# Extract
════

Born in 1802 of Unitarian parents, in Norwich, she grew to be a shy, sensitive, but quietly-observant and clever girl. Her upbringing was on the repressive lines of a conscientious but narrow-minded mother, who was without sympathy for, or knowledge of, her 'ugly duckling's' yearnings or capacity. The last thing the mother dreamed of was that the 'ugly duckling' was in truth a cygnet, whose swan-plumage the world would one day recognise. The daughter longed inexpressibly for words and deeds of parental love which never came to her, and so she grew silent, introspective, and morbid. In mature age she became morbidly ashamed of her childhood's, perhaps inevitable, morbidness. When her literary instincts were bound to find a vent, her first venture in magazine articles had to be made in secret, and, when they were discovered, efforts were made to repress any continuation of them, and she was sternly told to stick to her sewing-needle. She was fortunate in being sent to a good day-school, which counteracted by its learned and genial atmosphere the influences of home. It was, too, a blessing in disguise when, her never robust health failing, her parents sent her to relatives in Bristol, whose joyous spirits and cultured tastes were an inspiration to her. A tendency to deafness, which became chronic, and at last compelled the habitual use of an ear-trumpet, did not, till she conquered the disadvantage by her brave fortitude, make her desirous of company or help her to make much way in it.

The one trusted friend of her youth was her beloved younger brother James, afterwards the eminent Unitarian minister and theologian. To him she confided her secret aspirations, and he encouraged her finally to proceed to London and try and find a publisher for the series of political economy stories she projected writing. Her heroic efforts to find someone who would risk putting them on the market is one of the romances of literary biography.

════

# Request 1
According to the biographical sketch, who was the one trusted friend of her youth?
# Request 2
Write the paragraph that would come next in the biographical sketch, following on from its closing sentence.

# Entries

════

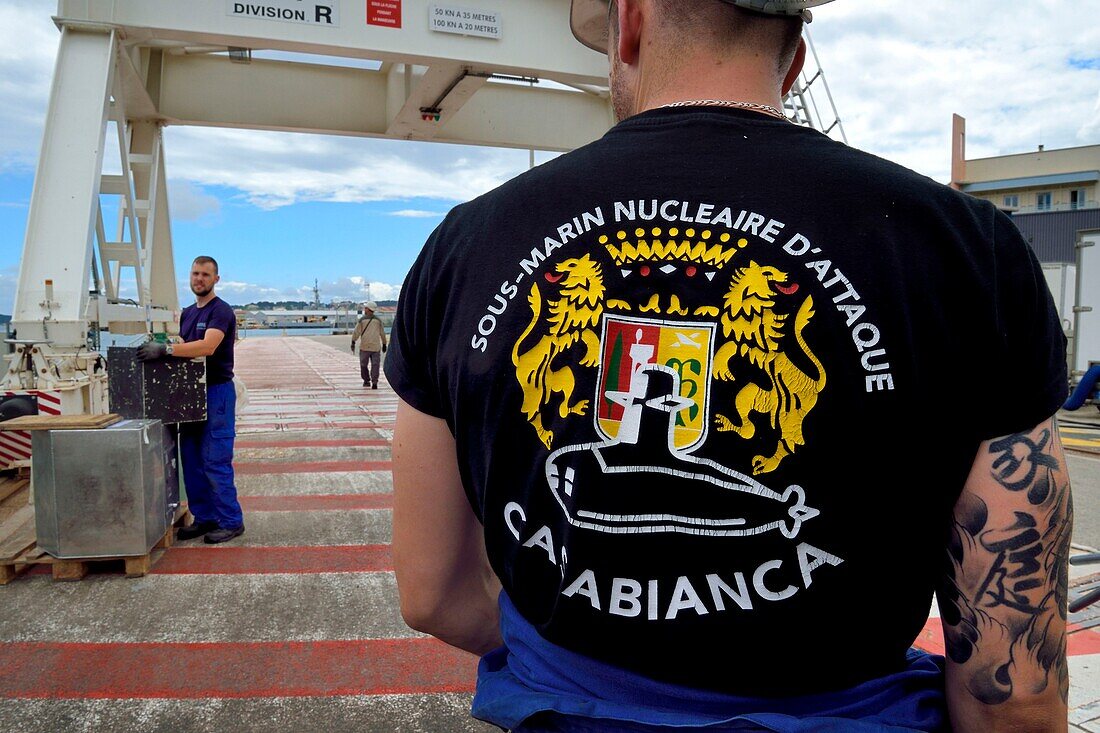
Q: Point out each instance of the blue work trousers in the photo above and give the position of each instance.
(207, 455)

════

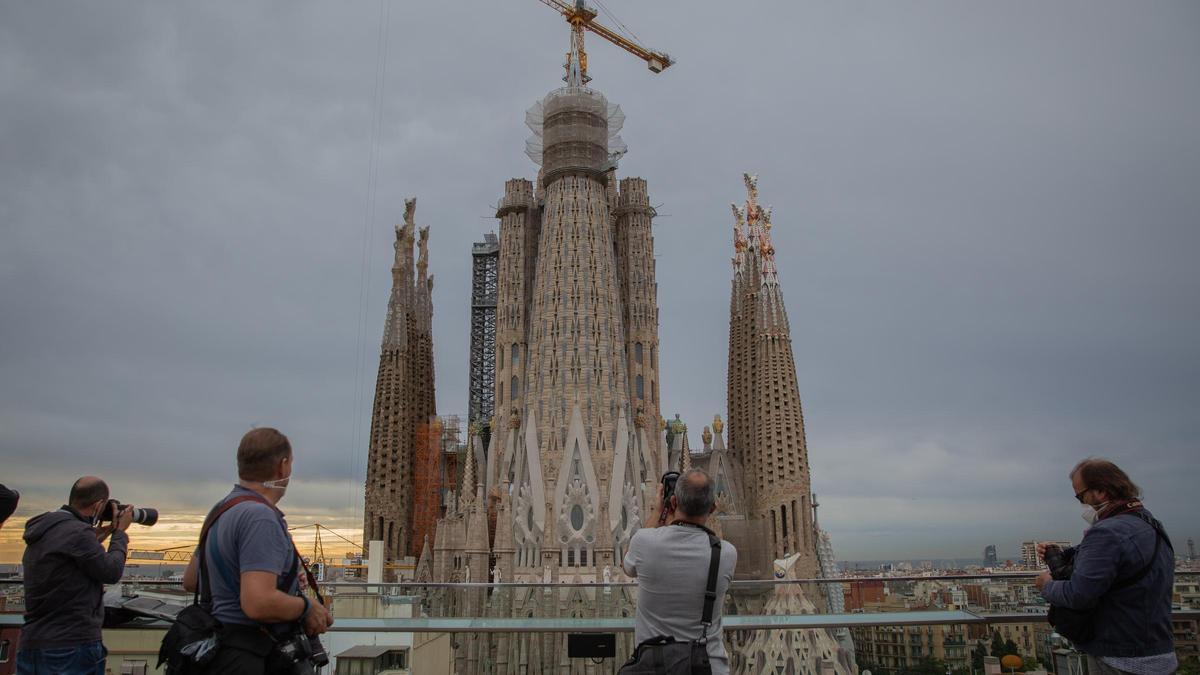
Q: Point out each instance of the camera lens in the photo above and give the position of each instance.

════

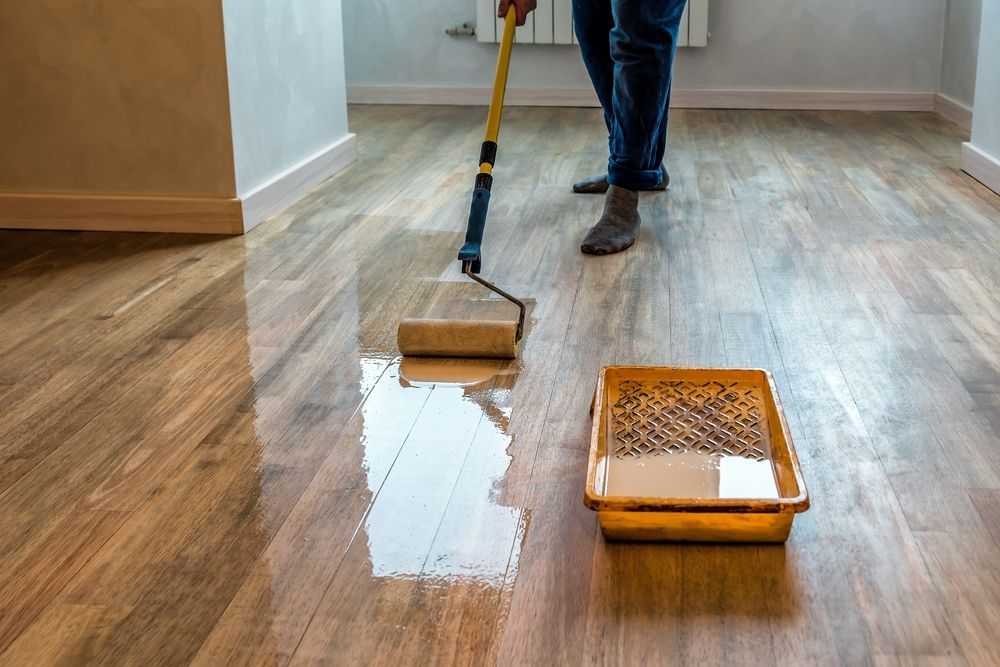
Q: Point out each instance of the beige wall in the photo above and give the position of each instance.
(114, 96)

════

# Written answer 1
Her beloved younger brother James, afterwards an eminent Unitarian minister and theologian.

# Written answer 2
Her father was dead. The manufacturing firm in which her mother's monies were invested had failed. She was alone in London, and without knowledge or influence. How she 'trudged many miles through the clay of the streets, and the fog of the gloomiest December,' only to be rejected, sometimes politely, and sometimes rudely, by everyone to whom she showed her MSS. and explained her scheme; and how at last she despairingly accepted what seemed almost impossible, and certainly were unreasonable, terms, offered by a young bookseller without business connections; how a wealthy relative unexpectedly stepped in to guarantee a portion of her personal risk; and how she suddenly sprang into fame—are not all these things faithfully set forth in her autobiographical chapter headed 'Aged Twenty-nine'? From depths of discouragement that would have effectually damped most aspiring authors she at once became a 'society lion,' or rather, to retain our former metaphor, she was hailed as one of the swans of literature, and, as was said of the royal bird in Andersen's parable, 'the most beautiful of them all.' She endured a long and terrible strain, while for several years producing a story a month, which broke down her health seriously, yet she attended nearly every evening some social function, which brought her into intimacy with the most celebrated men and women of her generation.